#### [Document excerpt]
Health Benefits of Vegetarian Diets
Author: Winston Craig, MPH, PhD, RD.
Recently, there has been a renewed interest in vegetarian diets. Today there are countless books, cookbooks, and magazine articles promoting vegetarian diets and providing guidance for those who wish to follow a meatless diet.
A Short Historical Perspective on Vegetarian Diets
In the past, many viewed vegetarianism as strange and faddish but appropriately planned vegetarian diets are now recognized by many, including the American Dietetic Association, as being nutritionally adequate, and providing healthful benefits in the prevention and treatment of chronic diseases (1).
Choosing a nonvegetarian lifestyle has a significant health and medical cost. The total direct medical costs in the United States attributable to meat consumption were estimated to be $30-60 billion a year, based upon the higher prevalence of hypertension, heart disease, cancer, diabetes, gallstones, obesity and food-borne illness among omnivores compared with vegetarians (2).
A large body of scientific literature suggests that the consumption of a diet of whole grains, legumes, vegetables, nuts, and fruits, with the avoidance of meat and high-fat animal products, along with a regular exercise program is consistently associated with lower blood cholesterol levels, lower blood pressure, less obesity and consequently less heart disease, stroke, diabetes, cancer, and mortality (1,3, 4). In African-Americans, the frequent consumption of nuts, fruits and green salads was associated with 35-44 percent lower risk of overall mortality (5).
A vegetarian diet is distinguished from an omnivorous diet by its content of dry beans and lentils. These take the place of meat and fish as the major source of protein. And there are so many different kinds of beans you can choose from - kidney, lima, pinto, cranberry, navy, Great Northern, garbanzo, soy beans, and black-eyed peas. These can be served with rice, added to soups, stews, and salads or a variety of casseroles, and made into different ethnic dishes.
Tofu, or soy bean curd, can be used in dips and spreads, or served with pasta or stir-fried vegetables. Soy protein contains isoflavones, such as genistein and daidzein, that act as phytoestrogens and inhibit tumor growth, lower blood cholesterol levels, decrease the risk of blood clots, and diminish bone loss. These benefits clearly translate into a lower risk of heart disease, stroke, cancer and osteoporosis (6).
A major report published by the World Cancer Research Fund in 1997 recommended we lower our risk of cancer by choosing predominantly plant-based diets rich in a variety of vegetables and fruits, legumes and minimally processed starchy staple foods, and to limit the intake of grilled, cured and smoked meats and fish. These methods of preparing meat produce polycyclic aromatic hydrocarbons and heterocyclic amines which are carcinogenic (11).
Over 200 studies have revealed that a regular consumption of fruits and vegetables provides significant protection against cancer at many sites. People who consume higher amounts of fruits and vegetables have about one-half the risk of cancer, especially the epithelial cancers (7). The risk of most cancers was 20-50% lower in those with a high versus a low consumption of whole grains (8).

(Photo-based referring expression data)
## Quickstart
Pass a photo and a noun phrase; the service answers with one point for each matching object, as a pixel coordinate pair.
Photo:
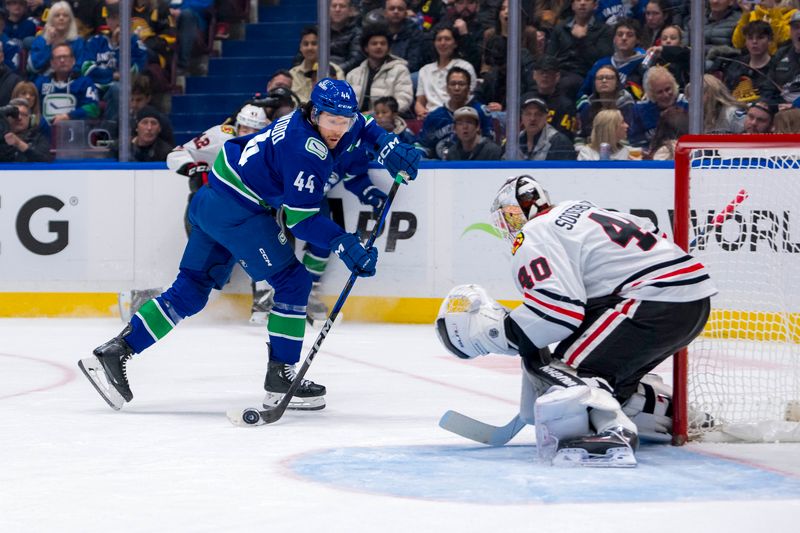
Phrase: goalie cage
(737, 208)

#### [Apply what you read]
1. Rewrite the paragraph of the vegetarian diets article that begins "A vegetarian diet is distinguished" as a short bulleted list that keeps its main facts.
2. In the vegetarian diets article, print the text from "Over 200 studies" up to and including "whole grains (8).".

#### [Response list]
1.
- Dry beans and lentils set a vegetarian diet apart from an omnivorous one.
- They replace meat and fish as the major source of protein.
- Many kinds are available: kidney, lima, pinto, cranberry, navy, Great Northern, garbanzo, soy beans, and black-eyed peas.
- They can be served with rice, added to soups, stews, salads, or casseroles, and made into different ethnic dishes.

2.
Over 200 studies have revealed that a regular consumption of fruits and vegetables provides significant protection against cancer at many sites. People who consume higher amounts of fruits and vegetables have about one-half the risk of cancer, especially the epithelial cancers (7). The risk of most cancers was 20-50% lower in those with a high versus a low consumption of whole grains (8).